→ **TASK TO CARRY OUT**: Please return only the lines from the one holding "query: metal pole" through the one holding "query: car wheel", exactly as they appear in the records below, both ends included.

═══ DATA EXCERPTS

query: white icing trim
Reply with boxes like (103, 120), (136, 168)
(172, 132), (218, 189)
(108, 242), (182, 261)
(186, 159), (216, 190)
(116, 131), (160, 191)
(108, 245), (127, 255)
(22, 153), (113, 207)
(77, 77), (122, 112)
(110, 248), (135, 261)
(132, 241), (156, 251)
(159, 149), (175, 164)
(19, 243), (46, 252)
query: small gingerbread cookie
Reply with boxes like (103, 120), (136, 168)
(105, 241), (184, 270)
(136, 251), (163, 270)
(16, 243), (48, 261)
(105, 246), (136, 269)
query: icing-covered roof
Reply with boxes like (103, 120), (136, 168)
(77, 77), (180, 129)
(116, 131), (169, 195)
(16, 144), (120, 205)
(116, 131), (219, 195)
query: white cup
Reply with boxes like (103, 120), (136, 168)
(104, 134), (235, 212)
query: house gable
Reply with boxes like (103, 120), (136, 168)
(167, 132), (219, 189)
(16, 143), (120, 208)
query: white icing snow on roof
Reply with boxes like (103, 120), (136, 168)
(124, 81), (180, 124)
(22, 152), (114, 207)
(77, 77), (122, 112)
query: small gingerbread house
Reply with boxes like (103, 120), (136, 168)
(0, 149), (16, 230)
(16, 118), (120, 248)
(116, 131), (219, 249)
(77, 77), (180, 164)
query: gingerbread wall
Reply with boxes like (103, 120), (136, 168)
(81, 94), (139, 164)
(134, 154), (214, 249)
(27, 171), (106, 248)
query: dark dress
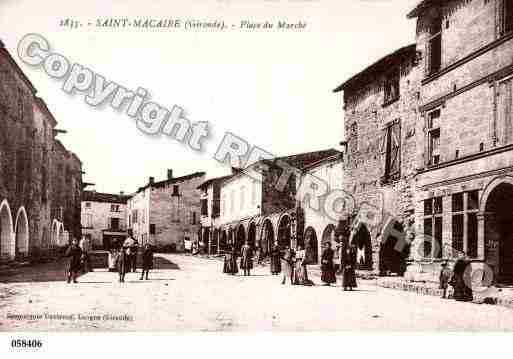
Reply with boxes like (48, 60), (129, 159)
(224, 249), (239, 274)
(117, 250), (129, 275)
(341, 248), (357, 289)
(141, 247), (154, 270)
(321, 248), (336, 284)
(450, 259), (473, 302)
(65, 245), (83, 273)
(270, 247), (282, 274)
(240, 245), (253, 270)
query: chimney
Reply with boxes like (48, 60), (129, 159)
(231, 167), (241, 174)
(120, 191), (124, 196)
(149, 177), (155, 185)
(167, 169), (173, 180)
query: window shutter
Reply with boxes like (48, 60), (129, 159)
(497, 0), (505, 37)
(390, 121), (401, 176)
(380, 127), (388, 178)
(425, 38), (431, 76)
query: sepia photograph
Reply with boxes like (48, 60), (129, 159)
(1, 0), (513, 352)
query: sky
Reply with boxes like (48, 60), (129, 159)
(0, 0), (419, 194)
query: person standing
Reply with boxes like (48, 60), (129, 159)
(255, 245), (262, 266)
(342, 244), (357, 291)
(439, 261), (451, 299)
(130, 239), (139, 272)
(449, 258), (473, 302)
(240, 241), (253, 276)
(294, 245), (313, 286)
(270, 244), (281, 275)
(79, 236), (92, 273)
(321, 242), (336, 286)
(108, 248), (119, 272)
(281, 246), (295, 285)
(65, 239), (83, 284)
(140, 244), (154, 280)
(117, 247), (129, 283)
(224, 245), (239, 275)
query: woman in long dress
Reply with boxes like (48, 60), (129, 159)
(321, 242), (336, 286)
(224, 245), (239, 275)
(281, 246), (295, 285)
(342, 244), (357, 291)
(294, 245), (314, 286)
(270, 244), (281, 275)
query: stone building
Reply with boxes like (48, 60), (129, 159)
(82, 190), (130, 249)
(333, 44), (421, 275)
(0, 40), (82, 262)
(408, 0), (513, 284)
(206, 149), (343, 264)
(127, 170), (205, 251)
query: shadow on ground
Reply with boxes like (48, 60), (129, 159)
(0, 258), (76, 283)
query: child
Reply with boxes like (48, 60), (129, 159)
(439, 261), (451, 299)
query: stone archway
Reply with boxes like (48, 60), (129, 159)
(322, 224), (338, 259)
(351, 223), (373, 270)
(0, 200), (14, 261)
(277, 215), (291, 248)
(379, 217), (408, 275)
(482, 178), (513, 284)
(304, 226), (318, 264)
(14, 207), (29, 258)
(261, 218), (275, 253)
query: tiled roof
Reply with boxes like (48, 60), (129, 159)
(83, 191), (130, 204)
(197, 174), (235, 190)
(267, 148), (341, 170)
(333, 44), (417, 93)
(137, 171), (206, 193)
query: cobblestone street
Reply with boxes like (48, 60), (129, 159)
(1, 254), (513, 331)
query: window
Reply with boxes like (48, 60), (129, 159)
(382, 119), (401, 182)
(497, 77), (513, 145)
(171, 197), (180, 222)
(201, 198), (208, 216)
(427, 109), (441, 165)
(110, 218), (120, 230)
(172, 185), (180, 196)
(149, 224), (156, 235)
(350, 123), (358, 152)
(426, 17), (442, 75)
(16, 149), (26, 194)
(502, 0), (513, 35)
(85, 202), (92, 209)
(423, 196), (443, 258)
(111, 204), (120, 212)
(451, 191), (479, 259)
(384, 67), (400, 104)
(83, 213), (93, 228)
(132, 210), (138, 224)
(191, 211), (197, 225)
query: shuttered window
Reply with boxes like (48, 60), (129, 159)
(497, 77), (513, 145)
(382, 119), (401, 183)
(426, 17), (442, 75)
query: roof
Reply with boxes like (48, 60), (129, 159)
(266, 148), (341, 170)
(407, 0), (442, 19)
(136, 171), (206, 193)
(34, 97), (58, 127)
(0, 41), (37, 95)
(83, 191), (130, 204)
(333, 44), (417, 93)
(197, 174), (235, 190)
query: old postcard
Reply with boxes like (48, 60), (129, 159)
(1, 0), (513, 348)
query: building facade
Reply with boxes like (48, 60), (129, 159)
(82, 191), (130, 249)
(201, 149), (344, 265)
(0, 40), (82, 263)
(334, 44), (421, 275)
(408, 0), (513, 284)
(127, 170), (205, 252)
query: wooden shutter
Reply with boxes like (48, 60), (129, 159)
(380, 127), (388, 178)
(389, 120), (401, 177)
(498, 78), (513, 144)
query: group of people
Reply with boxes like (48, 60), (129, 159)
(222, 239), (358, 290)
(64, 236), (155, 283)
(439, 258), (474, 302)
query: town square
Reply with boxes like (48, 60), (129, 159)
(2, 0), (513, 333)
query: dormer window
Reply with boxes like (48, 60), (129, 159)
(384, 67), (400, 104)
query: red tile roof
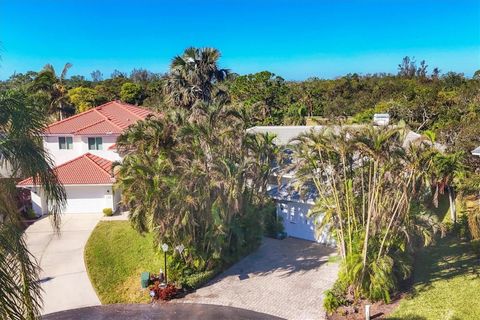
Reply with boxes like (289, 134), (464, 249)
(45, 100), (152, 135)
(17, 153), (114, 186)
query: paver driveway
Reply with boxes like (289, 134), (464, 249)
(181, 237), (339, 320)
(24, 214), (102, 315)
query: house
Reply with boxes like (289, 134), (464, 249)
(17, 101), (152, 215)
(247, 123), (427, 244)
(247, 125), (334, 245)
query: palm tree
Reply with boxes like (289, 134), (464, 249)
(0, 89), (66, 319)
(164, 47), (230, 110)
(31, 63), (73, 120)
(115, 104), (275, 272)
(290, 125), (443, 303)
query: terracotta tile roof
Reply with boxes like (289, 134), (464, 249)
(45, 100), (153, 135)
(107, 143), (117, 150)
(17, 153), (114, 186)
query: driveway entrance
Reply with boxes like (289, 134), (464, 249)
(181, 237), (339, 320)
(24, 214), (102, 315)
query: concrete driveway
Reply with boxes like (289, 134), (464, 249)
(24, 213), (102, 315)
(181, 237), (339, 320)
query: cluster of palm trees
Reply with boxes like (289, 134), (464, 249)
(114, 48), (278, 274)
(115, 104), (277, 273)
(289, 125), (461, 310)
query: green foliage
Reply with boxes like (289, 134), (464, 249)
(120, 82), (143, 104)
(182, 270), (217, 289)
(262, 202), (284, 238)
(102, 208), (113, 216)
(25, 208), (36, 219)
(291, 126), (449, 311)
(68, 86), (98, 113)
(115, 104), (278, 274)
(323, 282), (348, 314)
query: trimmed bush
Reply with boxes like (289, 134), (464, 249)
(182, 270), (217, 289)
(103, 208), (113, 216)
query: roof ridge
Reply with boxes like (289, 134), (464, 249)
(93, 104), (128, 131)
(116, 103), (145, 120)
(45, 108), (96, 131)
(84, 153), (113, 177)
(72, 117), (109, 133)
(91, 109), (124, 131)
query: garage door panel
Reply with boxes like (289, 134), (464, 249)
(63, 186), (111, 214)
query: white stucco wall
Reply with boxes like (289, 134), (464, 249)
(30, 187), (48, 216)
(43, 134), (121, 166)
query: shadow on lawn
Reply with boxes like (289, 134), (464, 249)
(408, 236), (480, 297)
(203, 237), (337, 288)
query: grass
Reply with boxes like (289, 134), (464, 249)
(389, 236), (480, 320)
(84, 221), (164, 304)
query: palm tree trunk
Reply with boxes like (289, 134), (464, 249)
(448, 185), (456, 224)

══════
═══ DATA EXCERPTS

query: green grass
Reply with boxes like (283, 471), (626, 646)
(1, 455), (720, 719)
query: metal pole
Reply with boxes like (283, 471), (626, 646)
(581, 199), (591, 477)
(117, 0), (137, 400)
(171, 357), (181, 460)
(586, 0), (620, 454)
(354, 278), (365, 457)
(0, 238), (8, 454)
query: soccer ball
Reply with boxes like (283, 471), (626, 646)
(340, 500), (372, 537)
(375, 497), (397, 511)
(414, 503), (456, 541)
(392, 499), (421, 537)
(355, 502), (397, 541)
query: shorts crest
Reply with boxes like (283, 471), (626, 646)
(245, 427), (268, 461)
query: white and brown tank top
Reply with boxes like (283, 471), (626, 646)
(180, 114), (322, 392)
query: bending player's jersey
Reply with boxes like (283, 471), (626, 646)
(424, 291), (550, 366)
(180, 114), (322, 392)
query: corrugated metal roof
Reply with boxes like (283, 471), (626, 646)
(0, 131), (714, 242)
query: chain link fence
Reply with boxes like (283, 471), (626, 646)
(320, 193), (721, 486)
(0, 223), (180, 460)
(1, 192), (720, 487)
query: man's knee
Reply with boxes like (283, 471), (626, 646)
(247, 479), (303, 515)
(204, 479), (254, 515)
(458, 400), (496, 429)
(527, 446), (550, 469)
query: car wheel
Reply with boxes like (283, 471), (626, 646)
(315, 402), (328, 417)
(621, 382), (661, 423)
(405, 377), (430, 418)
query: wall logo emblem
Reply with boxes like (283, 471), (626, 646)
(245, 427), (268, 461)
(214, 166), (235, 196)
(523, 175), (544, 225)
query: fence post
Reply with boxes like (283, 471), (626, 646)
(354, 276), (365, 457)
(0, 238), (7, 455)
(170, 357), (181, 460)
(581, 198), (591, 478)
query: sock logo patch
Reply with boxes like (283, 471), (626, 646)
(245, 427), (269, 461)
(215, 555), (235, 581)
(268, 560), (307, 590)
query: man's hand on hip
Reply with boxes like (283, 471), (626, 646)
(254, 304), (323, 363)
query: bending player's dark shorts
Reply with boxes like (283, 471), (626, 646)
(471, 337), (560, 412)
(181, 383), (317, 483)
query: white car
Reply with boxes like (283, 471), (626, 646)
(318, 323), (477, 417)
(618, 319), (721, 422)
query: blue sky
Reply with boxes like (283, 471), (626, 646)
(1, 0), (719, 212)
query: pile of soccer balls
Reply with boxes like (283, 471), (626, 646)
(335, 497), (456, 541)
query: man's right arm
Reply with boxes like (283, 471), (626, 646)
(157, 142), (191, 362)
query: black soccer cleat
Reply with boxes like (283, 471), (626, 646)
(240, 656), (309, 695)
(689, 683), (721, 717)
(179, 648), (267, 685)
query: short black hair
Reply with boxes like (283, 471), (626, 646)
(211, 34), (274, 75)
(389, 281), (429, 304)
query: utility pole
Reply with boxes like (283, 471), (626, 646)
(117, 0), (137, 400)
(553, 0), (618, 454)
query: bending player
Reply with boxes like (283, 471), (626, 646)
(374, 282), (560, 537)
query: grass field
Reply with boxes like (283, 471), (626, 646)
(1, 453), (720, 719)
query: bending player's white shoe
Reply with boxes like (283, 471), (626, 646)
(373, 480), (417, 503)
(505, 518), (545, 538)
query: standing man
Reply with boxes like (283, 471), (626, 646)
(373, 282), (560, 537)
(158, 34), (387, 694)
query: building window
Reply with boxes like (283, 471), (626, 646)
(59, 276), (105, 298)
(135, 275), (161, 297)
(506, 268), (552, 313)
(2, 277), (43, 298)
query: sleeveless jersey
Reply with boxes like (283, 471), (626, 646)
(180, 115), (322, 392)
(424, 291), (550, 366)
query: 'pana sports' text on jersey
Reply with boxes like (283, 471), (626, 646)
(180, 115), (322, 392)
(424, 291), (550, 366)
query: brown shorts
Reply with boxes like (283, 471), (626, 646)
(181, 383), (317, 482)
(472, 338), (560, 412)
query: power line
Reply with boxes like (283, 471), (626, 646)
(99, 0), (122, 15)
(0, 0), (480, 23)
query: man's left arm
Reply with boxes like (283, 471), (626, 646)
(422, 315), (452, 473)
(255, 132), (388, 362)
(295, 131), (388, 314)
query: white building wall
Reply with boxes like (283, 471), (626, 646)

══════
═══ DATA EXCERPTS

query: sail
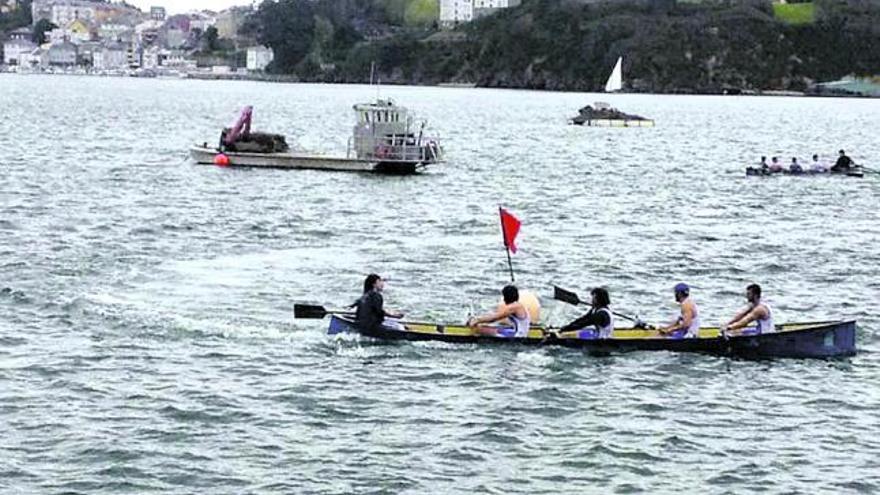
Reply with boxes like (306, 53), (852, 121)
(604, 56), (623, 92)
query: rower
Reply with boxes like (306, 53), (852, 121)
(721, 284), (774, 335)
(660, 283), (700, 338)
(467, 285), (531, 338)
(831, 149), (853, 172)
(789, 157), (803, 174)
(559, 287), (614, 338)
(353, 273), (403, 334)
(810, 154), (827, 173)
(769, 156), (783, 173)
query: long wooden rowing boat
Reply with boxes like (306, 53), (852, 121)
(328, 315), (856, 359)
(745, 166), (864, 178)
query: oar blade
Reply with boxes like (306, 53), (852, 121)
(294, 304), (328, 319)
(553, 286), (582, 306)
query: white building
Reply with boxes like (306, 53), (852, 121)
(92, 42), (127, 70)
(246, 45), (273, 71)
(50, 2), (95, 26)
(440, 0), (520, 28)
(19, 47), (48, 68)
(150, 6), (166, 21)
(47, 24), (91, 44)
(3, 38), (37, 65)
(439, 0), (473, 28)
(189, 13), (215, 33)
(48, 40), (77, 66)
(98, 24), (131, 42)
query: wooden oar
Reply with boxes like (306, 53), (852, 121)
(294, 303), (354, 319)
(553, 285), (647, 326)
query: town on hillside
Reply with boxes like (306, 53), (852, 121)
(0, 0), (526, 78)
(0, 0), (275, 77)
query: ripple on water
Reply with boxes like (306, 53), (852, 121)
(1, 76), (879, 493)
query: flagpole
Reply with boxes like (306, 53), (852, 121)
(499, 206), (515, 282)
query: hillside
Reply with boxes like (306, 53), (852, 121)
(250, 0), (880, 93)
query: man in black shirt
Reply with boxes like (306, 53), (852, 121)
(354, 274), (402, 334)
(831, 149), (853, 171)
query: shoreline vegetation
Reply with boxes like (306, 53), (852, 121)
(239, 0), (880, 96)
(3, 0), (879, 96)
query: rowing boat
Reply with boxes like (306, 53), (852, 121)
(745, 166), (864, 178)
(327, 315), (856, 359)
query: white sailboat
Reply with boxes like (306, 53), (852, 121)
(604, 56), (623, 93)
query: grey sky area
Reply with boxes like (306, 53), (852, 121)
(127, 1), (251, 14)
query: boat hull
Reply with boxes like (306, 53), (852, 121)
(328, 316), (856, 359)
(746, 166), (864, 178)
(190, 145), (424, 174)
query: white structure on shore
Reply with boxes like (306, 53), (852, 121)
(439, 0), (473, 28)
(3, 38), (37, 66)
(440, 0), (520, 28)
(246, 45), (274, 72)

══════

→ **TASK OUTPUT**:
query: metal pole
Reply with boxes like (283, 471), (626, 646)
(581, 199), (591, 477)
(117, 0), (137, 400)
(171, 357), (181, 460)
(586, 0), (620, 454)
(354, 278), (365, 457)
(0, 238), (8, 454)
query: soccer ball
Reply with boxes like (283, 471), (626, 646)
(340, 500), (372, 537)
(375, 497), (397, 511)
(414, 503), (456, 541)
(392, 499), (421, 537)
(355, 502), (397, 541)
query: shorts crest
Reply with boxes like (283, 471), (626, 646)
(245, 427), (268, 461)
query: white and brown tank top
Reply with boxes like (283, 471), (626, 646)
(180, 114), (322, 392)
query: bending player's jersey
Reply with boxes like (283, 471), (626, 646)
(424, 291), (550, 366)
(180, 114), (322, 392)
query: corrugated metal roof
Reply with boxes like (283, 471), (626, 646)
(0, 131), (714, 242)
query: chain link fence
Reply with boxes like (283, 471), (626, 646)
(320, 193), (721, 486)
(0, 223), (180, 460)
(1, 192), (720, 487)
query: man's knee
Reply with boxes like (283, 471), (626, 646)
(247, 479), (303, 515)
(204, 479), (254, 515)
(458, 400), (496, 429)
(527, 446), (550, 469)
query: car wheel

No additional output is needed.